A sleep scientist on the vicious cycle of insomnia and sleeping pills

Maybe you’re one of the estimated 50 to 70 million Americans who suffer from sleep disorders, including insomnia; maybe you’re also among the 4 percent of American adults who rely on prescription medication in order to fall asleep. If so, Matt Walker, a professor of neuroscience and psychology at the University of California, Berkeley, has a bit of bad news for you.

In a section of his new book, Why We Sleep, Walker explores the latest scientific research to show the unfortunate truth about sleeping pills: They don’t work as well as we wish they did. Sleep medications don’t deliver the same restorative benefits as natural sleep, and even though people who take them often swear by them, the research suggests that the drugs don’t tend to increase sleep quality beyond placebos. Currently, Walker says, the best available treatment method for combating chronic sleeplessness is not pharmacological at all; it’s psychological.

Recently, we spoke with Walker about this aspect of his book, including his skepticism over sleeping pills and his enthusiasm for cognitive behavioral therapy for insomnia, or CBT-I. What follows is a lightly edited and condensed version of our conversation.

There’s a lengthy section toward the end of the book that discusses your concerns about sleeping pills. What’s most worrisome about them to you?
The quality of sleep that you have when you’re on these drugs is not the same as normal, naturalistic sleep. They’re classified as “sedative hypnotics,” so the drugs actually just sedate you — and sedation is not sleep.

And you argue that this distinction, between natural sleep and sedation, is why sleeping pills don’t deliver the same benefits of sleep. Right?
That’s right. The way that they work is by targeting a set of receptors, or “welcome sites,” in the brain that are lured to basically stop your brain cells from firing. They principally attack those sites in the cortex, this wrinkle of tissue on the top of your brain, and they just switch off the top of your cortex, the top of your brain, and put you into a state of unconsciousness.

Sleep, in contrast, is this incredibly complex ballet of neurochemcial brilliance that results in numerous areas of the brain both switching on and switching off. We don’t have any good pharmacological approach right now to replicate such a nuanced and complex set of biological changes.

My second problem with sleeping pills: They don’t tend to increase sleep much beyond placebos. People may be fooled into thinking that they’re getting more sleep, but actually they’re not. This was not my conclusion — it was a committee of experts, who reviewed 65 separate drug placebo studies, and their conclusion was simple: There was no objective benefit of sleeping pills beyond placebo. Their summary was that the impact of sleeping pills was small, and of questionable clinical importance.

And my third problem: They are associated with a higher risk of death and cancer.

> _PROBLEMS TO WORK ON_
a) From the sleeping pills interview, output the passage that starts at the words "There’s a lengthy" and ends after "state of unconsciousness.".
b) In the sleeping pills interview, how many separate drug placebo studies did the committee of experts review?
The listing that comes next isn't needed for anything here.

> _SOURCE MATERIAL_
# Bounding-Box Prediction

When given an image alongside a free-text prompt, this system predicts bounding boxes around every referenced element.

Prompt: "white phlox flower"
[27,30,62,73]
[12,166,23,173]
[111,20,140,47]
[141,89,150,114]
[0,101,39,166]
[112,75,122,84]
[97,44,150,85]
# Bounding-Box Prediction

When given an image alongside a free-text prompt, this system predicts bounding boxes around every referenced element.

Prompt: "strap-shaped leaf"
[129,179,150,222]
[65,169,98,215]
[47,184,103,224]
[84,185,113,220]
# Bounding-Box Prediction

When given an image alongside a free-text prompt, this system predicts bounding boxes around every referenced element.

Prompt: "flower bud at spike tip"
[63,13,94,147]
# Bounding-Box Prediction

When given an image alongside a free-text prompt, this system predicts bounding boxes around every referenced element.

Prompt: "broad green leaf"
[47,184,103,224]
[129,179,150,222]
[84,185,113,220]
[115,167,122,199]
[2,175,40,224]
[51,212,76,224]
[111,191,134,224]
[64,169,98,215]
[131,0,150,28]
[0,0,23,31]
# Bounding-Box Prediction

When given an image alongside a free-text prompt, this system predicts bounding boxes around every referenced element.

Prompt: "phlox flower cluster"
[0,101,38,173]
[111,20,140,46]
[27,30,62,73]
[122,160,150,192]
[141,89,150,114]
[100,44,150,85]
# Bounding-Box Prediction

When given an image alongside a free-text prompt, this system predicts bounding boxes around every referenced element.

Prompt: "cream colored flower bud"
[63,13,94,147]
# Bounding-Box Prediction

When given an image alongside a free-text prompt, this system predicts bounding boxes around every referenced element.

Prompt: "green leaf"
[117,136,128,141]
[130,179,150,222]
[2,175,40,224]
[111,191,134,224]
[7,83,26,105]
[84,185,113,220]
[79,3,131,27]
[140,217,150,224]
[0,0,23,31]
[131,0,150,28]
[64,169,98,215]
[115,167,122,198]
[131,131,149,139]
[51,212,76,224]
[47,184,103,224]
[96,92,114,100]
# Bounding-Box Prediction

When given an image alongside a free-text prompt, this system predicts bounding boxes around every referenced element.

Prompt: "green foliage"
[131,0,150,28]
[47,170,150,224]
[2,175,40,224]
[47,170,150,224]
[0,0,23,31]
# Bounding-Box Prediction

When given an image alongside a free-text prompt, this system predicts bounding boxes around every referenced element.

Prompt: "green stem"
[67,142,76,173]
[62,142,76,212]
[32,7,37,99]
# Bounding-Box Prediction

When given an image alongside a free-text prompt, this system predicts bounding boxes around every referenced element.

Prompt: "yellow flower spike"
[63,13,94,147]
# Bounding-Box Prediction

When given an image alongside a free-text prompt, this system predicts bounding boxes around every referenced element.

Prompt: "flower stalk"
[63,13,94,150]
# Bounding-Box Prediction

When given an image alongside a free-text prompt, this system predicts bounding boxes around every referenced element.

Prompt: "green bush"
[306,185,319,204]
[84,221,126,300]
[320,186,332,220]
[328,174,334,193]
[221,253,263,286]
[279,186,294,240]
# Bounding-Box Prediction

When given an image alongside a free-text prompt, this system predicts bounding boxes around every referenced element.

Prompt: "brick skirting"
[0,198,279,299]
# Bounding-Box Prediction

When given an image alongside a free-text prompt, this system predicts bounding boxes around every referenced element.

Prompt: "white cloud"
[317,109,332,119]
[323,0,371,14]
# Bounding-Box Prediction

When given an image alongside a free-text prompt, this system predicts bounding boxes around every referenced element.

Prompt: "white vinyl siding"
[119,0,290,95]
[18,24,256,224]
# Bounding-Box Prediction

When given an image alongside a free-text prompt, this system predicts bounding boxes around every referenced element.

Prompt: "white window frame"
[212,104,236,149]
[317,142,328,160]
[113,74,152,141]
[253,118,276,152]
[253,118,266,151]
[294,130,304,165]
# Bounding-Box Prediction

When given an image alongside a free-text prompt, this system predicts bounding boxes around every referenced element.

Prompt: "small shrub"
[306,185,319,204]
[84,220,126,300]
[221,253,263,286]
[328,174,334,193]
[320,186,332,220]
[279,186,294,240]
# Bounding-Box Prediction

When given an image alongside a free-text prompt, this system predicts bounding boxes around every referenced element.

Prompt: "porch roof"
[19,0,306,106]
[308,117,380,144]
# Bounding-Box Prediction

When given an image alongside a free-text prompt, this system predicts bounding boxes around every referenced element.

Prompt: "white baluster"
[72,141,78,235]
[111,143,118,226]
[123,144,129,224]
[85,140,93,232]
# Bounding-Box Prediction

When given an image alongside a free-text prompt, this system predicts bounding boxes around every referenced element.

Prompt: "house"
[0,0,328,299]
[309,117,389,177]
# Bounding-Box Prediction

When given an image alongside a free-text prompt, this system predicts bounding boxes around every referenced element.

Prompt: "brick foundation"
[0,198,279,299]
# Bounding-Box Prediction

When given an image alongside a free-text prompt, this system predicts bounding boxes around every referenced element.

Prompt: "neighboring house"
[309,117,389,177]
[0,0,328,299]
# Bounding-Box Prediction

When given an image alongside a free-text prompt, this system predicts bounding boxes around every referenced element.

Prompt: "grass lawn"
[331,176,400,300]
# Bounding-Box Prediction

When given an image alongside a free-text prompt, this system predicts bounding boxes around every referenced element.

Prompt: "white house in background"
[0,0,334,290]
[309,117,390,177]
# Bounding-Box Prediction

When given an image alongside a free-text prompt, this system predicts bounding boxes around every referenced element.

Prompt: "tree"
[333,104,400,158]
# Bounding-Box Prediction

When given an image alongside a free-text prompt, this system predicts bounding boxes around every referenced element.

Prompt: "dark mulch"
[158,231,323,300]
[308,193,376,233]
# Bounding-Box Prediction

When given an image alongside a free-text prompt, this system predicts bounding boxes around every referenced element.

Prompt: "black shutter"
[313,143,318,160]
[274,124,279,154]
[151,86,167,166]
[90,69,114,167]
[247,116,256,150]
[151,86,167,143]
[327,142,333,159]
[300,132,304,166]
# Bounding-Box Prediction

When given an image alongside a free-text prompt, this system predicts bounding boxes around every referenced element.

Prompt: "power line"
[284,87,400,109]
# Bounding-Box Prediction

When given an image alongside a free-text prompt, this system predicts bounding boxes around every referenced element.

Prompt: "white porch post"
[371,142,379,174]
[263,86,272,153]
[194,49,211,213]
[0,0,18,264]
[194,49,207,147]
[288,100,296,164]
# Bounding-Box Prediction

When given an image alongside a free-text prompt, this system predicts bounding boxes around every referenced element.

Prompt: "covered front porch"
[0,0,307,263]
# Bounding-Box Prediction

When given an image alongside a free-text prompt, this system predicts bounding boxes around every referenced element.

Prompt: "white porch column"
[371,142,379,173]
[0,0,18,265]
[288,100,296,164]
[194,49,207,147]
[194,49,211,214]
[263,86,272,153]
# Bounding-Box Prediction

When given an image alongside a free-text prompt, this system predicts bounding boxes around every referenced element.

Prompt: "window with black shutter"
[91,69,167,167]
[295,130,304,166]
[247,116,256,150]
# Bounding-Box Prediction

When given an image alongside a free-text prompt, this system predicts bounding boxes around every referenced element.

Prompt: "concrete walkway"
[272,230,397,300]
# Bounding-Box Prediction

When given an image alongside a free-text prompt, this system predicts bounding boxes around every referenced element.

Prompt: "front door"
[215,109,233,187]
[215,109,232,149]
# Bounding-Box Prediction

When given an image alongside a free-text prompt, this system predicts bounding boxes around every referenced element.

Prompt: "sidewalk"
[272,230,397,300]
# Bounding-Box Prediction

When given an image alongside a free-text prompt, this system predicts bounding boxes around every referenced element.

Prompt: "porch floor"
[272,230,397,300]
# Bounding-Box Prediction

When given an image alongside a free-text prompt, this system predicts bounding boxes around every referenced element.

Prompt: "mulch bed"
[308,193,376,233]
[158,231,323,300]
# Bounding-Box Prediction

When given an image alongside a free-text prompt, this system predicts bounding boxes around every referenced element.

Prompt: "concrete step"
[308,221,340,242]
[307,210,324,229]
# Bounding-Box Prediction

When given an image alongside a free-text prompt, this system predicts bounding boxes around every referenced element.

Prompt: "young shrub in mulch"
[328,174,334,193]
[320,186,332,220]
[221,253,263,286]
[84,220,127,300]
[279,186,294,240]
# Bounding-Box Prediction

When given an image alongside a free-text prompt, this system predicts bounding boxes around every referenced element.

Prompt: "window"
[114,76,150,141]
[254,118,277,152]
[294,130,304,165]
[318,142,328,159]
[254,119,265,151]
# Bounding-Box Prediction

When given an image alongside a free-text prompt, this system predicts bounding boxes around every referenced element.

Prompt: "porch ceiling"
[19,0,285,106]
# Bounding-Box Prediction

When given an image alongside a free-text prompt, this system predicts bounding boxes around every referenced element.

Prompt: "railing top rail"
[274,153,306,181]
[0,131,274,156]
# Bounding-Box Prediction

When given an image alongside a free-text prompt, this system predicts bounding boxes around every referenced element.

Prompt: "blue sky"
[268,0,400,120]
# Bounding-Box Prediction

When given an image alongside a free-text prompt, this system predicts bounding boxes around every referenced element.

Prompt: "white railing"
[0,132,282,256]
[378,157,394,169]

> _ANSWERS BY ITEM_
a)
There’s a lengthy section toward the end of the book that discusses your concerns about sleeping pills. What’s most worrisome about them to you?
The quality of sleep that you have when you’re on these drugs is not the same as normal, naturalistic sleep. They’re classified as “sedative hypnotics,” so the drugs actually just sedate you — and sedation is not sleep.

And you argue that this distinction, between natural sleep and sedation, is why sleeping pills don’t deliver the same benefits of sleep. Right?
That’s right. The way that they work is by targeting a set of receptors, or “welcome sites,” in the brain that are lured to basically stop your brain cells from firing. They principally attack those sites in the cortex, this wrinkle of tissue on the top of your brain, and they just switch off the top of your cortex, the top of your brain, and put you into a state of unconsciousness.

b) 65